### PAGE EXCERPT:
━━━━━━━━━━━━━━━━━━━━━━━━━━━━━━
(SS) A group advocating for the legalization of marijuana sued the Broward County Supervisor of Elections on Thursday after some mail-in ballots did not include a question about a state constitutional amendment on allowing medical marijuana.
NORML of Florida, a chapter of the National Organization for the Reform of Marijuana Laws, filed the lawsuit against county Supervisor of Elections Dr. Brenda Snipes.
It asked a county court judge to require that the elections office distribute new ballots to all voters who have received vote-by-mail ballots and to include information that explains that Amendment 2 had not been included on previous ballots.
"The end result of this error is catastrophic and cataclysmic as it applies to this ballot item, effectively disenfranchising voters and eliminating the right to vote on certain matters which have been lawfully placed on the ballot," the lawsuit says.
The amendment needs 60 percent of the vote to pass.
"Every voter and vote, therefore, is critical," the lawsuit says.
Snipes did not immediately respond to an email or phone call Thursday after the lawsuit was filed.
The lawsuit comes after Anne Sallee, a former Oakland Park commissioner, reported that her ballot did not include Amendment 2. Sallee said her husband's ballot, and those of a couple of neighbors, were also missing the question.
━━━━━━━━━━━━━━━━━━━━━━━━━━━━━━
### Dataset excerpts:
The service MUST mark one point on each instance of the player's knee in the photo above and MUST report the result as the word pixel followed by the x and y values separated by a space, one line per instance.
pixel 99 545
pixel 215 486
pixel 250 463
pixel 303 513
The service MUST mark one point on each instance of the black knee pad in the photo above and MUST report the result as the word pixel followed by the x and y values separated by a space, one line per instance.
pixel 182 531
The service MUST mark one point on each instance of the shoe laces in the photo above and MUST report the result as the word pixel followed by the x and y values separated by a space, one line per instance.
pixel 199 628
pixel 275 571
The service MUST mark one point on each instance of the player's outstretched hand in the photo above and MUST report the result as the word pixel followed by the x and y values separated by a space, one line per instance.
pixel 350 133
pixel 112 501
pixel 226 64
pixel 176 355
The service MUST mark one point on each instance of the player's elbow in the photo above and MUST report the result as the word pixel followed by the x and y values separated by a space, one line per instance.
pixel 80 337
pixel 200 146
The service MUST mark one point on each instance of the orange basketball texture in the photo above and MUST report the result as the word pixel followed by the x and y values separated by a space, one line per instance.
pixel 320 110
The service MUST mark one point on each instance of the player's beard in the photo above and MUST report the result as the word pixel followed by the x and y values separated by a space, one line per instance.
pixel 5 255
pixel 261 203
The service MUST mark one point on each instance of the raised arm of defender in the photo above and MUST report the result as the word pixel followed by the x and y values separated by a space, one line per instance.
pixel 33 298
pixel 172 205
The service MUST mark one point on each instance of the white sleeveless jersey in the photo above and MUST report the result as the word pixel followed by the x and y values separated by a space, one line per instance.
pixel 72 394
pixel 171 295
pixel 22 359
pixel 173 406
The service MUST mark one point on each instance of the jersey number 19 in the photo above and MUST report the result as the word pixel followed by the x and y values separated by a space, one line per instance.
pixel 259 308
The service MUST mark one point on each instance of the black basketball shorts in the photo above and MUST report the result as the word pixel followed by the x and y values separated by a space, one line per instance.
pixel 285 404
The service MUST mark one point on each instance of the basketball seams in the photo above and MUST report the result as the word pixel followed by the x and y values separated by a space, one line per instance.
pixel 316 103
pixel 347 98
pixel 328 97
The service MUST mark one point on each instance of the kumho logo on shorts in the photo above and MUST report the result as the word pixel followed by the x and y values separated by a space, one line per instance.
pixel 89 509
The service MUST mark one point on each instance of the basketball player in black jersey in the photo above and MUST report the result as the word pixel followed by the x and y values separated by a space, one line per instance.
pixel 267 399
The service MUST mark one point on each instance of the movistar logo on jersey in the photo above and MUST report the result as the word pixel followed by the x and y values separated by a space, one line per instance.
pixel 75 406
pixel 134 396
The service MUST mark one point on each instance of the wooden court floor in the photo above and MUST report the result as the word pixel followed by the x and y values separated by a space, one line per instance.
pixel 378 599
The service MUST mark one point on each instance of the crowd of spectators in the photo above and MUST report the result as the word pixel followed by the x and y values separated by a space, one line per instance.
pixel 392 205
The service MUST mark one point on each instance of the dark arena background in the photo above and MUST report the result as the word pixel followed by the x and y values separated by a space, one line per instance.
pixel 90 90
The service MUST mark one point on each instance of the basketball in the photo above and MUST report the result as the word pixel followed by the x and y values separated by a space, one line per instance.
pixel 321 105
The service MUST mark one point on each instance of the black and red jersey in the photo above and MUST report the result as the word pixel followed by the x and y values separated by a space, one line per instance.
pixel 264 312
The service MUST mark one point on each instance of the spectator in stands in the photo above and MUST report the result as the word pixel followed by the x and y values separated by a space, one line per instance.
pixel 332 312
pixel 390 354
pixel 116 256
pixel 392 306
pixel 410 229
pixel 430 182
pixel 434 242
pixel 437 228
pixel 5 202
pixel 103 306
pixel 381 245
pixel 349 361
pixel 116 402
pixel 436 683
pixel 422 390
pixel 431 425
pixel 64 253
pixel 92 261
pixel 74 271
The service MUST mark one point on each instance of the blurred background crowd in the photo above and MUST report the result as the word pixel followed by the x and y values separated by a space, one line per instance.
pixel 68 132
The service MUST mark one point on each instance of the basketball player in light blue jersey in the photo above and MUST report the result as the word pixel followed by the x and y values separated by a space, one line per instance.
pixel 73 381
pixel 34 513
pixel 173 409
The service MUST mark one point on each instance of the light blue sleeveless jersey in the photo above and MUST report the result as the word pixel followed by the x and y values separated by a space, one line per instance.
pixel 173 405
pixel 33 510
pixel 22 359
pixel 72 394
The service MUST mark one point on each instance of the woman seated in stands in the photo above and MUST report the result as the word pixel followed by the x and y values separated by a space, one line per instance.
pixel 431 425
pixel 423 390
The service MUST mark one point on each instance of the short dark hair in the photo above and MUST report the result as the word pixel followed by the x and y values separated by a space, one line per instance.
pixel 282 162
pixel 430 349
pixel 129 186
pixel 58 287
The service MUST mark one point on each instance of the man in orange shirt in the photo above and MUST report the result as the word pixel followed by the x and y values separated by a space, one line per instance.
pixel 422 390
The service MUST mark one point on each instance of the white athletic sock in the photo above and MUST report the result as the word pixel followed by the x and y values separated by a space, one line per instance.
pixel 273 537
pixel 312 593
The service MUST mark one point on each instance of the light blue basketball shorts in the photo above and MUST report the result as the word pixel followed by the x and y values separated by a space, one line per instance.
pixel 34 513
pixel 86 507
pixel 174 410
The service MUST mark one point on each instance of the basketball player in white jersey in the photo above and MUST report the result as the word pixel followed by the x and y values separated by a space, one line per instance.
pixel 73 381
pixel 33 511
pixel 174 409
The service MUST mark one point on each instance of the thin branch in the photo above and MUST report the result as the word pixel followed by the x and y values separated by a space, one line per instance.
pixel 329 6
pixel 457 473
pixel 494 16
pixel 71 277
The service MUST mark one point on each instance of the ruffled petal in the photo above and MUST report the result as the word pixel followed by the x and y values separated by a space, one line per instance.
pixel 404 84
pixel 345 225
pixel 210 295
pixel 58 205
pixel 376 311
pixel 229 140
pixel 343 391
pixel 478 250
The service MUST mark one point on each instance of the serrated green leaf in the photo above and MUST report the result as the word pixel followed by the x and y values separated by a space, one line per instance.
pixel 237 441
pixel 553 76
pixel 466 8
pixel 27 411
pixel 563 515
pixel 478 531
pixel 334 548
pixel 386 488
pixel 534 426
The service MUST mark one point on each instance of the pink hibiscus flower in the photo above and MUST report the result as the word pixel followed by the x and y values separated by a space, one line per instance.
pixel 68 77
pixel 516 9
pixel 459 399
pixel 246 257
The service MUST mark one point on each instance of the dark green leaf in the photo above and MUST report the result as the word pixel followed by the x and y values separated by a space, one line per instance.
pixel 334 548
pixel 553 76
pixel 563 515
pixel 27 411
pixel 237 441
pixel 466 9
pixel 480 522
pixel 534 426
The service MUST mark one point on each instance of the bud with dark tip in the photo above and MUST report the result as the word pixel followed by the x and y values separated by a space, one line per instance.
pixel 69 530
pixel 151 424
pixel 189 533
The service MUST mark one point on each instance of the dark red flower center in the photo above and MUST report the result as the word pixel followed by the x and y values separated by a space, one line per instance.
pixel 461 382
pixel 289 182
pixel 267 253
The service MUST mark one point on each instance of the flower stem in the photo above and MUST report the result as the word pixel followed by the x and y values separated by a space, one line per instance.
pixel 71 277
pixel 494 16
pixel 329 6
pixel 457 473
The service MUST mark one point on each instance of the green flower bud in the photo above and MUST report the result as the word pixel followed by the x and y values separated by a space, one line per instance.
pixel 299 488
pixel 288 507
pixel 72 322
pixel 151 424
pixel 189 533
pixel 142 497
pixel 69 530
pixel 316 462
━━━━━━━━━━━━━━━━━━━━━━━━━━━━━━
### TASK 1:
According to the article on the Broward ballot lawsuit, what share of the vote does Amendment 2 need to pass?
### TASK 2:
Reproduce the part of the article on the Broward ballot lawsuit starting at "The amendment needs" and ending at "lawsuit was filed.".
### TASK 3:
Carry on the article on the Broward ballot lawsuit from the point where it stops.

### RESPONSE 1:
60 percent

### RESPONSE 2:
The amendment needs 60 percent of the vote to pass.
"Every voter and vote, therefore, is critical," the lawsuit says.
Snipes did not immediately respond to an email or phone call Thursday after the lawsuit was filed.

### RESPONSE 3:
There are multiple versions of ballots, depending on where a voter lives in the county, so not everyone was affected. It is unclear how many ballots did not include the question.
Snipes told the Sun Sentinel on Wednesday she looked at other ballots for Sallee's Oakland Park precinct and specific ballot layout, and they are not missing the medical marijuana question.
Sallee said she delivered her ballot and her husband's ballot to elections officials on Thursday to show them the error.
Norman Kent, one of the attorneys representing NORML of Florida, said he had received four calls about the error as of Thursday afternoon. Kent, who is based in Fort Lauderdale, is the national vice chairman of NORML's board of directors.
Karen Goldstein, deputy director of NORML of Florida and a Broward resident, is also listed as a plaintiff in the lawsuit. NORML of Florida is in West Park.
Snipes' office has dealt with other ballot issues this year.
About 1,800 voters in Davie received incorrect voter ID cards, before the Aug. 30 primary, which Snipes attributed to a printing error. A judicial candidate's name was reported to be misspelled on early voting ballots for that election.
More recently, her office was criticized for printing ballots for the November election that include the word "no" in the "yes" line on the county's transportation sales surtax question.